■ **文档节选**
下面我们就来说一下Kafka的producer的设计。producer 采用 push 模式将消息发布到 broker，每条消息都被 append 到 patition 中，属于顺序写磁盘（顺序写磁盘效率比随机写内存要高，保障 kafka 吞吐率）。
producer 发送消息到 broker 时，会根据分区算法选择将其存储到哪一个 partition。
先来看一下KafkaProducer这个类，通过这个类操作Kafka的producer。先来看一下这个类有哪些属性：

private final String clientId;
// Visible for testing
final Metrics metrics;
private final Partitioner partitioner;
private final int maxRequestSize;
private final long totalMemorySize;
private final Metadata metadata;
private final RecordAccumulator accumulator;
private final Sender sender;
private final Thread ioThread;
private final CompressionType compressionType;
private final Sensor errors;
private final Time time;
private final Serializer keySerializer;
private final Serializer valueSerializer;
private final ProducerConfig producerConfig;
private final long maxBlockTimeMs;
private final ProducerInterceptors interceptors;
private final ApiVersions apiVersions;
private final TransactionManager transactionManager;
private TransactionalRequestResult initTransactionsResult;

主要来看一下partitioner这个对象，这是一个接口Partitioner，定义了producer将消息发送到哪一个partition的算法。默认的实现是DefaultPartitioner，看一下这个类的partition方法

public int partition(String topic, Object key, byte[] keyBytes, Object value, byte[] valueBytes, Cluster cluster) {
    List partitions = cluster.partitionsForTopic(topic);
    int numPartitions = partitions.size();
    if (keyBytes == null) {
        int nextValue = nextValue(topic);
        List availablePartitions = cluster.availablePartitionsForTopic(topic);
        if (availablePartitions.size() > 0) {
            int part = Utils.toPositive(nextValue) % availablePartitions.size();
            return availablePartitions.get(part).partition();
        } else {
            // no partitions are available, give a non-available partition
            return Utils.toPositive(nextValue) % numPartitions;
        }
    } else {
        // hash the keyBytes to choose a partition
        return Utils.toPositive(Utils.murmur2(keyBytes)) % numPartitions;
    }
}

其路由机制为：

指定了 patition，则直接使用；
未指定 patition 但指定 key，通过对 key 的 value 进行hash 选出一个 patition

patition 和 key 都未指定，使用轮询选出一个 patition。

■ **原始数据**

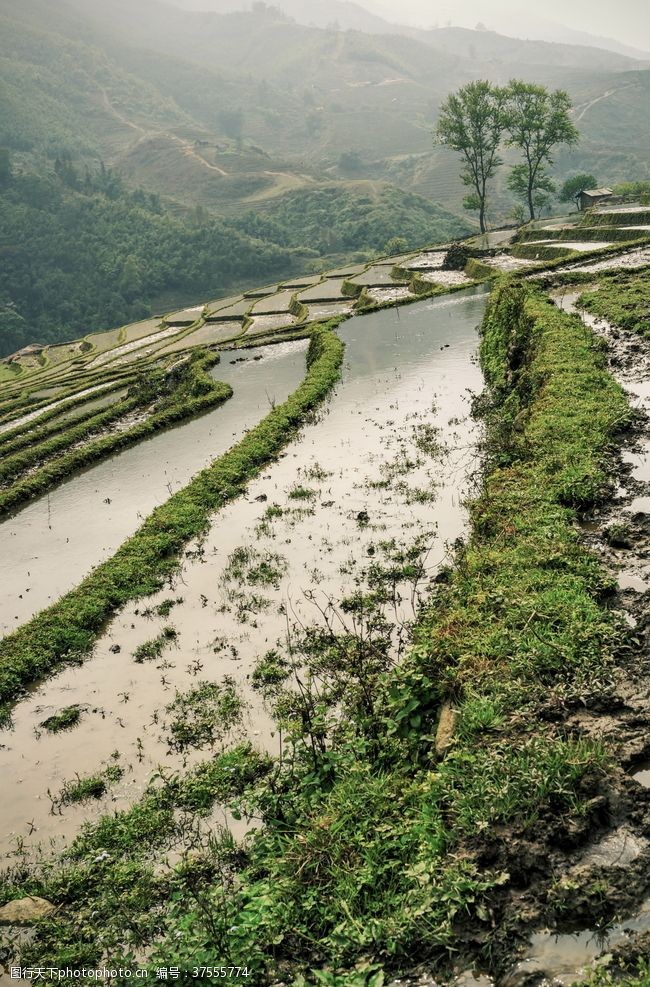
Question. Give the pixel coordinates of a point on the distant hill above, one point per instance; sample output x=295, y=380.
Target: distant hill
x=315, y=13
x=300, y=146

■ **任务要求**
请续写前面那段讲 Kafka producer 分区机制的文字，从它的最后一句之后接着写。

■ **参考答案**
再到KafkaProducer的doSend方法里

int partition = partition(record, serializedKey, serializedValue, cluster);
     tp = new TopicPartition(record.topic(), partition);

调用了partition方法，再看一下partition方法

private int partition(ProducerRecord record, byte[] serializedKey, byte[] serializedValue, Cluster cluster) {
    Integer partition = record.partition();
    return partition != null ?
            partition :
            partitioner.partition(
                    record.topic(), record.key(), serializedKey, record.value(), serializedValue, cluster);
}

就是调用partitioner的partition方法，选择一个partition进行发送的。
一般情况下存在三种情况：

At most once 消息可能会丢，但绝不会重复传输
At least one 消息绝不会丢，但可能会重复传输
Exactly once 每条消息肯定会被传输一次且仅传输一次

当 producer 向 broker 发送消息时，一旦这条消息被 commit，由于 replication 的存在，它就不会丢。但是如果 producer 发送数据给 broker 后，遇到网络问题而造成通信中断，那 Producer 就无法判断该条消息是否已经 commit。所以目前默认情况下一条消息从 producer 到 broker 是确保了 At least once，可通过设置 producer 异步发送实现At most once。
下面来看一下producer是怎么发送数据的。Kafka会把要发送的数据封装成ProducerRecord，我们来看一下这个类都有哪些属性

private final String topic;
private final Integer partition;
private final Headers headers;
private final K key;
private final V value;
private final Long timestamp;

在ProducerRecord里保存了topic,partition,和路由的key，value就是要发送的数据。
再来看一下doSend方法

 RecordAccumulator.RecordAppendResult result = accumulator.append(tp, timestamp, serializedKey,
                serializedValue, headers, interceptCallback, remainingWaitMs);

把封装好的TopicPartition对象和要发送的数据添加到RecordAccumulator里，RecordAccumulator是一个消息缓存区，里面存放了要发送的数据。我们来看一下这个类的append方法

public RecordAppendResult append(TopicPartition tp,
                                 long timestamp,
                                 byte[] key,
                                 byte[] value,
                                 Header[] headers,
                                 Callback callback,
                                 long maxTimeToBlock) throws InterruptedException {
    // We keep track of the number of appending thread to make sure we do not miss batches in
    // abortIncompleteBatches().
    appendsInProgress.incrementAndGet();
    ByteBuffer buffer = null;
    if (headers == null) headers = Record.EMPTY_HEADERS;
    try {
        // check if we have an in-progress batch
        Deque dq = getOrCreateDeque(tp);
        synchronized (dq) {
            if (closed)
                throw new KafkaException("Producer closed while send in progress");
            RecordAppendResult appendResult = tryAppend(timestamp, key, value, headers, callback, dq);
            if (appendResult != null)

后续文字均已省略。